:: EXERCISE REQUIREMENTS ::
Reproduce all the entries exactly.

:: DATA FOR THE TASK ::

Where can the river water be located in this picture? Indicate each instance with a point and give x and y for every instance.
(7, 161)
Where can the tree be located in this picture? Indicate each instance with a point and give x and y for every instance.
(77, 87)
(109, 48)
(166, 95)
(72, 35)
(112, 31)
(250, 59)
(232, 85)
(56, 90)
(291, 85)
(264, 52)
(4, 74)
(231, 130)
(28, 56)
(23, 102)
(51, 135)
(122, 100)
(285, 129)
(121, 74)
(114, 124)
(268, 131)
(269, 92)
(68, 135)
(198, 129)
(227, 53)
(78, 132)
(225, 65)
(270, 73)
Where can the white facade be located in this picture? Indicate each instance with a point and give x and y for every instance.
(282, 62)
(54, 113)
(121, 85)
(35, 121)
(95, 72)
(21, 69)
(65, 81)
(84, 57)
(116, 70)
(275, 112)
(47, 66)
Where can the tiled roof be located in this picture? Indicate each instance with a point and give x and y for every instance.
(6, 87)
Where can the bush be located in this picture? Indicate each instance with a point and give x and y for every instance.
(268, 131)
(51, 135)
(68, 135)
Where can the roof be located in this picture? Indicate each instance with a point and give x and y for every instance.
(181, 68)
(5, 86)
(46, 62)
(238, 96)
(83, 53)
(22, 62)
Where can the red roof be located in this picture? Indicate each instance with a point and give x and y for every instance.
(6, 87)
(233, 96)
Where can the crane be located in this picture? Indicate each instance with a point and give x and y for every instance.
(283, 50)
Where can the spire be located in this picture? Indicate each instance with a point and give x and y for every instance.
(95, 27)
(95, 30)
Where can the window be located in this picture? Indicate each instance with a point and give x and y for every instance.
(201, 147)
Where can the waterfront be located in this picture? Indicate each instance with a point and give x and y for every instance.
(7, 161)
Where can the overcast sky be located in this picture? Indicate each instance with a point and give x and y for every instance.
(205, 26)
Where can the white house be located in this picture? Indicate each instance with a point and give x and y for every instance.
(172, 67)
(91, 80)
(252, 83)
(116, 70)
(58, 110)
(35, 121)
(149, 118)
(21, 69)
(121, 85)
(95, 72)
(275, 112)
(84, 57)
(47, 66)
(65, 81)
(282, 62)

:: RESPONSE ::
Where can the river water be located in this picture? Indicate each instance with a point and give x and y for every instance.
(7, 161)
Where can the tree be located in this picture? Indicate each instance with a point and give x and y for every instance.
(77, 87)
(109, 48)
(166, 95)
(72, 35)
(112, 31)
(250, 59)
(232, 85)
(56, 90)
(291, 85)
(264, 52)
(4, 74)
(231, 130)
(28, 56)
(23, 102)
(51, 135)
(122, 100)
(285, 129)
(121, 74)
(114, 124)
(268, 131)
(269, 92)
(68, 135)
(198, 129)
(227, 53)
(78, 132)
(225, 65)
(270, 73)
Where can the white facade be located in this picture? Indicate each instance with a point and give x and y for every instance.
(282, 62)
(54, 113)
(121, 85)
(35, 121)
(95, 72)
(21, 69)
(65, 81)
(84, 57)
(116, 70)
(275, 112)
(47, 66)
Where can the tiled roof be located in this picture? Indicate each instance with a point and give x and y for every instance.
(6, 87)
Where can the bush be located in this picture? Indicate each instance with a point and give x and y for every instance.
(268, 131)
(51, 135)
(68, 135)
Where can the roof be located in this picture? Indicate each instance with a point and give x and y for every instance.
(181, 68)
(5, 86)
(46, 62)
(238, 96)
(83, 53)
(22, 62)
Where can the red roof be located in this picture? Indicate each instance with a point and give x and y for every instance.
(6, 87)
(233, 96)
Where can the crane be located in this picture? Indicate each instance with a point and give x and y for every instance.
(283, 50)
Where can the spire be located in this picture? Indicate each instance with a point and give x and y for every instance.
(95, 27)
(95, 30)
Where can the window be located in this picture? Indicate each instance with a point and give x and y for every instance.
(201, 147)
Where can the waterfront be located in this picture? Indicate each instance with a point and give x and y for every instance.
(7, 161)
Where can the overcast sky be located in this picture? Indicate each instance with a point and give x and y for every instance.
(205, 26)
Where can the white house be located in this picture? Indicate each instance with a point and give x and y for every instance.
(172, 67)
(91, 80)
(252, 83)
(116, 70)
(58, 110)
(35, 121)
(149, 118)
(21, 69)
(121, 85)
(95, 72)
(275, 112)
(84, 57)
(47, 66)
(65, 81)
(282, 62)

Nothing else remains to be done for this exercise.